The Purpose of Being Agile


Why, would you think, are we (oh!) so agile? Why do we do Kanban or Scrum?

a) To have more fun?
b) To become a better team?
c) To follow industry standards?

„Take a wild guess!“

Laury Anderson

It is neither of it. To give you a hint, I quote the very first Google hits for „purpose of agile“:

To me, agile is all about embracing change to make our customers awesome.

Jezza Sutton in

It puts more emphasis on creativity and innovation that is needed to maximize the business value of the solution

Chuck Cobb in

Go down the list of all the most successful companies. They are all delivering products faster, better, and cheaper than the competition because they are Agile…

Jeff Sutherland in

Got it? Good. So, let me summarize it. In the software industry we are Agile, because we want to
a) deliver products the customers benefit from and thus are willing to buy,
b) be more efficient (AKA faster, better, cheaper) to gather higher profits (AKA business value),
c) to stay in the market, because everybody else does it and proves it right.

_ _ _

### [Required actions]
1. Decide whether each statement below agrees with the post on the purpose of being agile, answering yes or no and quoting the deciding words from the post: (a) The author says the purpose of agile is to have more fun. (b) The quote attributed to Jeff Sutherland says the most successful companies deliver products faster, better, and cheaper than the competition. (c) The author's summary ties being more efficient to gathering higher profits.
2. Switch "instance" to "occurrence" in the entries, from the start of the entries through the line holding "[(21, 78), (20, 105), (43, 103), (36, 68)]", inclusive, and write out only those lines with nothing else changed. Omit the pictures.

Stored data entries
_ _ _

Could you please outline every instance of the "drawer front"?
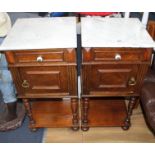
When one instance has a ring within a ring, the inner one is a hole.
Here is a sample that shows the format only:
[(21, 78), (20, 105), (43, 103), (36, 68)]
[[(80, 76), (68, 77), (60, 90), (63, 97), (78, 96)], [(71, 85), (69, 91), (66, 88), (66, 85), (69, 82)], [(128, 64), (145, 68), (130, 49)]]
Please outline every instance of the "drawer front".
[(138, 71), (139, 65), (85, 65), (82, 71), (83, 94), (135, 94), (141, 76)]
[[(75, 87), (76, 78), (73, 77), (71, 79), (69, 68), (66, 66), (19, 67), (17, 70), (19, 77), (16, 86), (19, 96), (59, 97), (77, 95)], [(72, 75), (73, 74), (76, 73), (73, 71)], [(74, 87), (72, 85), (74, 85)]]
[(10, 64), (44, 62), (63, 63), (76, 61), (76, 53), (74, 49), (8, 51), (6, 52), (6, 57), (8, 57)]
[(87, 61), (148, 61), (150, 52), (136, 48), (92, 48), (83, 49), (83, 62)]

_ _ _

### [Answer list]
1.
(a) No: "It is neither of it."
(b) Yes: "They are all delivering products faster, better, and cheaper than the competition because they are Agile…"
(c) Yes: "be more efficient (AKA faster, better, cheaper) to gather higher profits (AKA business value),"

2.
Could you please outline every occurrence of the "drawer front"?
When one occurrence has a ring within a ring, the inner one is a hole.
Here is a sample that shows the format only:
[(21, 78), (20, 105), (43, 103), (36, 68)]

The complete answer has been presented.